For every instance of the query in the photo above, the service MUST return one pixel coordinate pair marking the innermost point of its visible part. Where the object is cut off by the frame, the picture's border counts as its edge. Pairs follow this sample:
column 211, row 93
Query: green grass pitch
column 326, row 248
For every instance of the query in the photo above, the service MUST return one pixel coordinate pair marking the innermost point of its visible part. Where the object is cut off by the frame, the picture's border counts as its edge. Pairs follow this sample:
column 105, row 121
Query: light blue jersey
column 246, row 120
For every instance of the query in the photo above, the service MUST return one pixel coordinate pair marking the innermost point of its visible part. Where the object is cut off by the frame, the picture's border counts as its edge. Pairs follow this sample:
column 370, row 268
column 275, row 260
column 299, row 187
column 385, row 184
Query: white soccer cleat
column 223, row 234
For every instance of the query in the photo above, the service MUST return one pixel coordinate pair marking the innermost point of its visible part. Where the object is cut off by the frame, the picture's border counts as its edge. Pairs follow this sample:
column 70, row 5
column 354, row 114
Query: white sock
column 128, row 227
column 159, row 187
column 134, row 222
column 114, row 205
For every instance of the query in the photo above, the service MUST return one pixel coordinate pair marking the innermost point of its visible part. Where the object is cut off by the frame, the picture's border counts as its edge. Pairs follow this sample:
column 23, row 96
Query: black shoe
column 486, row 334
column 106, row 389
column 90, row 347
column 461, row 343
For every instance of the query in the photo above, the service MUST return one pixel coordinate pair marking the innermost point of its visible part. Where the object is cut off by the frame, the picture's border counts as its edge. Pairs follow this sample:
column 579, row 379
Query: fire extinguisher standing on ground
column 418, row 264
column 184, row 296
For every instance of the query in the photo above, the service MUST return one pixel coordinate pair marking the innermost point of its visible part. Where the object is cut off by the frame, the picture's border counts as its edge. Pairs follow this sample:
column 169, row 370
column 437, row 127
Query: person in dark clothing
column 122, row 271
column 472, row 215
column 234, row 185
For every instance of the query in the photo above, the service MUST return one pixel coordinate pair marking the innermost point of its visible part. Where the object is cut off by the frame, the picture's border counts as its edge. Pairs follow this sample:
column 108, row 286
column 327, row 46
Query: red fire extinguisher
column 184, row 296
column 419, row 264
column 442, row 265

What to produce: Output all of the data above word for word, from the first line to the last, with nothing changed or left out.

Response to this task:
For every instance of the query in the photo above, the service MUST return one pixel coordinate pair marking the innermost point of its visible part. Where the object is cut off by the frame, the picture's border counts as its edge. Pairs follow this sample:
column 211, row 93
Query: green grass pitch
column 326, row 248
For every instance of the query in the photo above, the service MUST return one pixel coordinate pair marking the innermost point of its visible part. Where the object is cut off by the frame, the picture's border counts as its edge. Pairs follow this sample:
column 105, row 121
Query: light blue jersey
column 246, row 120
For every instance of the query in the photo above, the service MUST return one pixel coordinate pair marking the innermost point of its visible part. Where the object is cut off by the frame, the picture's border counts as its edge. Pairs follow this sample:
column 370, row 268
column 275, row 260
column 299, row 187
column 385, row 184
Query: white soccer cleat
column 223, row 234
For every instance of the query in the photo above, the service MUST return one pixel coordinate pair marking the innermost point of its visible part. Where the object is cut off by the frame, the picture's border counts as its edge. Pairs follow this sample:
column 70, row 5
column 354, row 114
Query: white sock
column 128, row 227
column 159, row 187
column 134, row 222
column 114, row 205
For every instance of the query in the photo above, the service MUST return one pixel coordinate pair marking the innermost point of its visible part. Where the object is cut off by the frame, the picture's border counts as its edge. Pairs follow this sample:
column 23, row 96
Query: black shoe
column 486, row 334
column 106, row 389
column 90, row 347
column 461, row 343
For every instance of the query in the photo above, the service MUST return one pixel coordinate pair marking the innermost point of its visible part. Where the object is cut off by the frame, the picture's border counts as its edge. Pairs follow this sample:
column 579, row 379
Query: fire extinguisher standing on ground
column 418, row 264
column 184, row 296
For every instance of the query in the photo above, the service MUST return one pixel coordinate pair marking the innermost point of its visible part. Where the object is cut off by the frame, the picture's border counts as its edge. Pairs follow this sample:
column 169, row 370
column 437, row 127
Query: person in dark clothing
column 122, row 271
column 472, row 215
column 234, row 185
For every instance of the query in the photo above, the service MUST return one pixel coordinate pair marking the innermost point of its visible part. Where the object is cut off by the frame, the picture's border counts as its edge. Pairs follow this sample:
column 108, row 286
column 327, row 46
Query: red fire extinguisher
column 184, row 296
column 419, row 264
column 442, row 265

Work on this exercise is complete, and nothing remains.